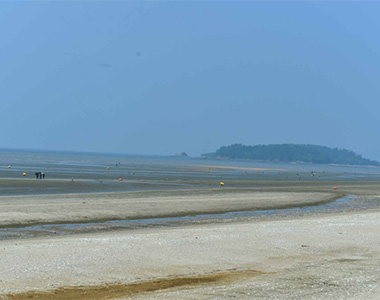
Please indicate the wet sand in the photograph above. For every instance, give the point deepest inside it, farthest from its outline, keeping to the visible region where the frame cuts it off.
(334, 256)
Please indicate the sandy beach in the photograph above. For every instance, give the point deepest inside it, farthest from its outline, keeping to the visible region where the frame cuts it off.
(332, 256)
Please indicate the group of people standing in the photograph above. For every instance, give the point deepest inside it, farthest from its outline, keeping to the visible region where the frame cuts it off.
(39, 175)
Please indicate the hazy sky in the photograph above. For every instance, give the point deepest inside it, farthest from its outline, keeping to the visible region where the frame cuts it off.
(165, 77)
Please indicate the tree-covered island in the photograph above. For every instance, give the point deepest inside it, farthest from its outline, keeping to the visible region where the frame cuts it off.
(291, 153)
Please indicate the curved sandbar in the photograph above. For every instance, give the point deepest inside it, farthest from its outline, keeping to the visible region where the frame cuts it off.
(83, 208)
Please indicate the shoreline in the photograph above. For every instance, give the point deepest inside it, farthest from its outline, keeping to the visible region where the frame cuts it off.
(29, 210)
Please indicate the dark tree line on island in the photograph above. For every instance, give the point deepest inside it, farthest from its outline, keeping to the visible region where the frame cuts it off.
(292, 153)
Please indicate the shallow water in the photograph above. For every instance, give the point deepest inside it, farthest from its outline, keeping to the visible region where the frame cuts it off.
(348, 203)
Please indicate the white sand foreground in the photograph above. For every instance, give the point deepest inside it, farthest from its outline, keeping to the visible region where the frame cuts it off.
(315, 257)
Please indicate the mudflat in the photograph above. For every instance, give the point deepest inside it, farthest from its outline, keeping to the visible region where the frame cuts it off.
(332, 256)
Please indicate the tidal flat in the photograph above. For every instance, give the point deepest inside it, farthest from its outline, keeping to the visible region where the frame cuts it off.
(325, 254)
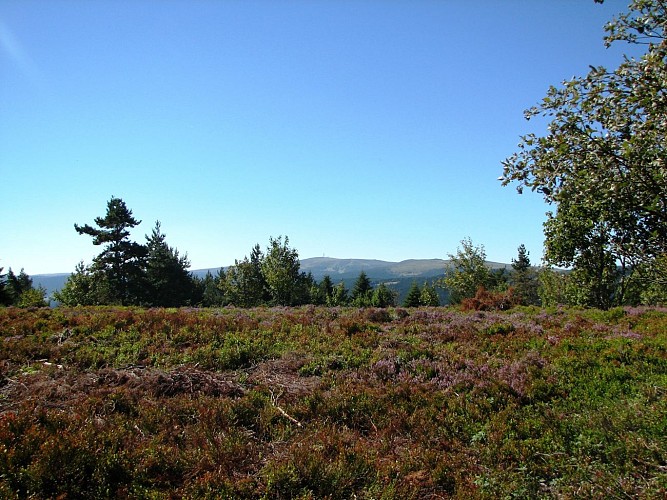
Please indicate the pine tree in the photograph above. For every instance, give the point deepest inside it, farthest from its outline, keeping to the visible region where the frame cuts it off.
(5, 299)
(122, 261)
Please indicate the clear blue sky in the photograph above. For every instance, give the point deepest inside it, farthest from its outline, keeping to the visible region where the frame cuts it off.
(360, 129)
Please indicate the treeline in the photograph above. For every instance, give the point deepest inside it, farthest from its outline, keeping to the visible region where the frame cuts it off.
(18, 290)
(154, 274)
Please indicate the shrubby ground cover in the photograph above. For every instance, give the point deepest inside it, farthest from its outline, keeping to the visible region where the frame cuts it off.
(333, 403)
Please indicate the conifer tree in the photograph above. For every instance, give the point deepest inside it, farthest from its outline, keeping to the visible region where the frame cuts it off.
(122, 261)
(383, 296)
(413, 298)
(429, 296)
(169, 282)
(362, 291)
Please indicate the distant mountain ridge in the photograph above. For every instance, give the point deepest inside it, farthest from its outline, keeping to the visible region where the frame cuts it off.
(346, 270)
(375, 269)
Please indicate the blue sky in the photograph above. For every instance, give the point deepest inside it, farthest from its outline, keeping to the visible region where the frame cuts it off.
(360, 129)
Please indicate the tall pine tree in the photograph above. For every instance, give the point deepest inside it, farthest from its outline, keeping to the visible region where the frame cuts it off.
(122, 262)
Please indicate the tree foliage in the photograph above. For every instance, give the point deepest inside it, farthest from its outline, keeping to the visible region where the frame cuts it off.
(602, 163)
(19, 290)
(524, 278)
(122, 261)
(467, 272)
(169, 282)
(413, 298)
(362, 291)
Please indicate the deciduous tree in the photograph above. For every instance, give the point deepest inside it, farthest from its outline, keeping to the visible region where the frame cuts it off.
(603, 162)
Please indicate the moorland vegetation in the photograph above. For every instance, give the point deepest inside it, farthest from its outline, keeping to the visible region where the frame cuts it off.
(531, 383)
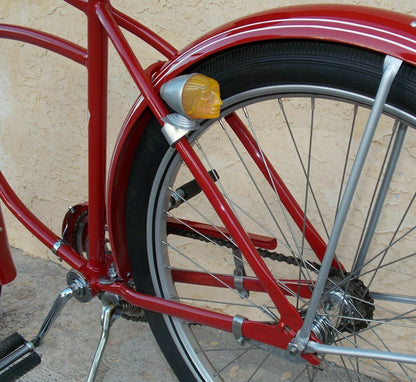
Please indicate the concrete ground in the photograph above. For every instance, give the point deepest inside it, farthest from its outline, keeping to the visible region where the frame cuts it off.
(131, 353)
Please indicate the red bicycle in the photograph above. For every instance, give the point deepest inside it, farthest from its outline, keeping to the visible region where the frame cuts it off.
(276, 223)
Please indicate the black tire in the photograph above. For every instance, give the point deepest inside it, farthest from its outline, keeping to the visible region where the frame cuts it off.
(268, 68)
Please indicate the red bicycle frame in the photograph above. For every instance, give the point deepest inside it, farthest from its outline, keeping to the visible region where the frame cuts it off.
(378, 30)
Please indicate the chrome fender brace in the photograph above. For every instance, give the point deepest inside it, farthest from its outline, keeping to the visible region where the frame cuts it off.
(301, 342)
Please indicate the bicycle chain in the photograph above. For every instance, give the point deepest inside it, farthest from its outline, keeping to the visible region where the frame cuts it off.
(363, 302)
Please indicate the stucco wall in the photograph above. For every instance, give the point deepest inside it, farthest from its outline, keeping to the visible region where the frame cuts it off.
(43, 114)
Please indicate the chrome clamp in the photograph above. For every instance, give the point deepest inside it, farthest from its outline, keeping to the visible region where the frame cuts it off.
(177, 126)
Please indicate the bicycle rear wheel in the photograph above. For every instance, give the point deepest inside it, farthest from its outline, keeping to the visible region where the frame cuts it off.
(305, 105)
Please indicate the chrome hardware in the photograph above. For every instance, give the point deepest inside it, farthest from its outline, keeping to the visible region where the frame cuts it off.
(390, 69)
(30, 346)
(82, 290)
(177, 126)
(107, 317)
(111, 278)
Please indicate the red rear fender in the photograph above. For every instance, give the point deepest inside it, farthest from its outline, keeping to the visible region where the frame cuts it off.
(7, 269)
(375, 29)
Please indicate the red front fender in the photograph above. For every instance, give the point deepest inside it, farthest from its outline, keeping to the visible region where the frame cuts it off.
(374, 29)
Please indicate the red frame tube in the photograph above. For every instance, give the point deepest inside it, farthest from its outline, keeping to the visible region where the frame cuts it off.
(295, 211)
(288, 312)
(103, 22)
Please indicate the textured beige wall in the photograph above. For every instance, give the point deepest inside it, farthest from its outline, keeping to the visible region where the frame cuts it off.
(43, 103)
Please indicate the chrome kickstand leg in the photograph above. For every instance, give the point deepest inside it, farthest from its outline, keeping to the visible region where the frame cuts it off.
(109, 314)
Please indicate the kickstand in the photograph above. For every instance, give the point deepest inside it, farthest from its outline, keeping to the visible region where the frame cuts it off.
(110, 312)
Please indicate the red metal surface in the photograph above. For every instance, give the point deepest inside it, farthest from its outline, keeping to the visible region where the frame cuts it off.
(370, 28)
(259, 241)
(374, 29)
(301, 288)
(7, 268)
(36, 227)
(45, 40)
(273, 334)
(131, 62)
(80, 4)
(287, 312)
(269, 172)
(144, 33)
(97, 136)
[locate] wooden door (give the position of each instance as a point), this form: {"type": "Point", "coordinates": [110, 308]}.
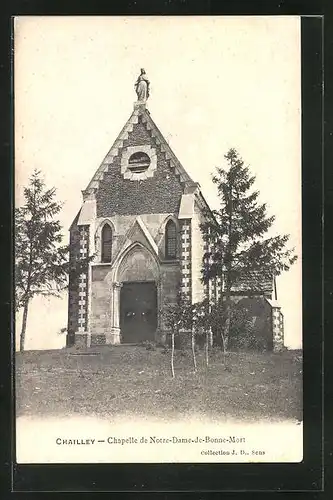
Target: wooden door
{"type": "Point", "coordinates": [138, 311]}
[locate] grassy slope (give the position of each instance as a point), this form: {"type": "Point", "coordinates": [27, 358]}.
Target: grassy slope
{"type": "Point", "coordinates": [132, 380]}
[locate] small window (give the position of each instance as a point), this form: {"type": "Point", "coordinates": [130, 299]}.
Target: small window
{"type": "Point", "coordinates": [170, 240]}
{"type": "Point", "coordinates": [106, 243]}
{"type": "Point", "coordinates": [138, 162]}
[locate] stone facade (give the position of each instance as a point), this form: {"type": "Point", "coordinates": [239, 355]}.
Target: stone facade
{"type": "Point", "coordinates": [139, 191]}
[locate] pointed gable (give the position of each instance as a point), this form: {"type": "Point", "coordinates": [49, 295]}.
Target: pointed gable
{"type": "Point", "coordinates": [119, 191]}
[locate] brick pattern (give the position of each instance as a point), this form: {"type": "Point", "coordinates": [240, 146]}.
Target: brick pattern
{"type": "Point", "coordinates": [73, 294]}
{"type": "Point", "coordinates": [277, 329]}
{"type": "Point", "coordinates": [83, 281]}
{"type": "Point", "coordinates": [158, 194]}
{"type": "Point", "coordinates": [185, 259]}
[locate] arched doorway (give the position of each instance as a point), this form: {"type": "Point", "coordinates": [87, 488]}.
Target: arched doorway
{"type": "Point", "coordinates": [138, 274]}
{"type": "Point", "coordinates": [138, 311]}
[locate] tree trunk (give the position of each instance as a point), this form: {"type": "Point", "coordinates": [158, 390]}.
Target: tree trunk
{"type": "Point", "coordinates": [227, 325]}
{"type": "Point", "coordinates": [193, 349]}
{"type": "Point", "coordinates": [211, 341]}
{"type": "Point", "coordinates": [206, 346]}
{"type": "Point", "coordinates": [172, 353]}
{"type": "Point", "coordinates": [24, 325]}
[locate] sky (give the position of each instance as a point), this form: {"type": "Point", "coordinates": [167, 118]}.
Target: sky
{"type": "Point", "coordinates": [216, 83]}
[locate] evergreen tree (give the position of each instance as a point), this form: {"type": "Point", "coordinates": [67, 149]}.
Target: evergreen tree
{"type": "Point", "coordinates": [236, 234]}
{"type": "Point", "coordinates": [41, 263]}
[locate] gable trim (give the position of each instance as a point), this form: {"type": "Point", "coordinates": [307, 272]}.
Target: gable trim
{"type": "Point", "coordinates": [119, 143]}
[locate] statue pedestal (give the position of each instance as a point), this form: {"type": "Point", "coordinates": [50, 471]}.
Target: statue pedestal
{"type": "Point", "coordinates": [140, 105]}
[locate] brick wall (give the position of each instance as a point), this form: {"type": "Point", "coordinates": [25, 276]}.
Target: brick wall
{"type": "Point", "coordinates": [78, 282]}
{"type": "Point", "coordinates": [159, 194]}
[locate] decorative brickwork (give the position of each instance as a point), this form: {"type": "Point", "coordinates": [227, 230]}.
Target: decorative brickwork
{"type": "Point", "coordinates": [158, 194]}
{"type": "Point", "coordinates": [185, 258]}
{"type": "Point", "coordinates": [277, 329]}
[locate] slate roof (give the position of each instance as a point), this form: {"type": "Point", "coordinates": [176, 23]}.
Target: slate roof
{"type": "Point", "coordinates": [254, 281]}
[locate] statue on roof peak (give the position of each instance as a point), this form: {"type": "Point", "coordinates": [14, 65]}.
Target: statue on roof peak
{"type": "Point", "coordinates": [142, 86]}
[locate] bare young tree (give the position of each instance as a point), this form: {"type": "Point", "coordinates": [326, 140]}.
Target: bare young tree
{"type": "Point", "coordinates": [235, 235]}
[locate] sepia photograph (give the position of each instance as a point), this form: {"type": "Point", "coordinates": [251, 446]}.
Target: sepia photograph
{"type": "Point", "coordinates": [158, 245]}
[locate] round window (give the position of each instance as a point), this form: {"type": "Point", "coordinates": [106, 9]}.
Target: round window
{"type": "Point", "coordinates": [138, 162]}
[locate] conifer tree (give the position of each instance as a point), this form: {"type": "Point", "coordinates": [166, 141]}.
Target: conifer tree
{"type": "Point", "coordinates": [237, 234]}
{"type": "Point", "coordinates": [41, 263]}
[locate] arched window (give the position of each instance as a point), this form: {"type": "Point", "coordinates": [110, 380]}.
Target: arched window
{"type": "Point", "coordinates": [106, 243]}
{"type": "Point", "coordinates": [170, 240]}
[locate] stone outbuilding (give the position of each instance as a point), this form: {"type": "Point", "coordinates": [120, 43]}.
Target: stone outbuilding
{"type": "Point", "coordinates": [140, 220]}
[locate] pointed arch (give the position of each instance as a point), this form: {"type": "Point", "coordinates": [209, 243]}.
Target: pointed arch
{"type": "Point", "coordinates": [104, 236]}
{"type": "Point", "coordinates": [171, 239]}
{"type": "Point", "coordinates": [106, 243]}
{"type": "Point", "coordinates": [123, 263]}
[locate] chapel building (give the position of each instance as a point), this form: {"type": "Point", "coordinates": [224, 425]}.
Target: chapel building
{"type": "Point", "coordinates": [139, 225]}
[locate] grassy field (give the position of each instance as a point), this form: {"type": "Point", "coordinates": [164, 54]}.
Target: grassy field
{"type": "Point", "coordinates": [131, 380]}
..........
» TASK STATEMENT:
Where the data above reaches the line holding "[locate] grassy slope", begin printing, and stop after the line holding "[locate] pointed gable". Each line must be reproduced exactly, with nothing else added.

» OUTPUT:
[locate] grassy slope (give the position of each instance as a point), this form: {"type": "Point", "coordinates": [27, 358]}.
Target: grassy slope
{"type": "Point", "coordinates": [132, 380]}
[locate] small window (give the position of each instance as a point), this form: {"type": "Point", "coordinates": [130, 299]}.
Target: small window
{"type": "Point", "coordinates": [170, 240]}
{"type": "Point", "coordinates": [106, 243]}
{"type": "Point", "coordinates": [138, 162]}
[locate] stone facade (give the position of each instance as a point), this form: {"type": "Point", "coordinates": [239, 355]}.
Target: stone facade
{"type": "Point", "coordinates": [139, 191]}
[locate] pointed gable (give the position of each instance as a point), this form: {"type": "Point", "coordinates": [49, 295]}.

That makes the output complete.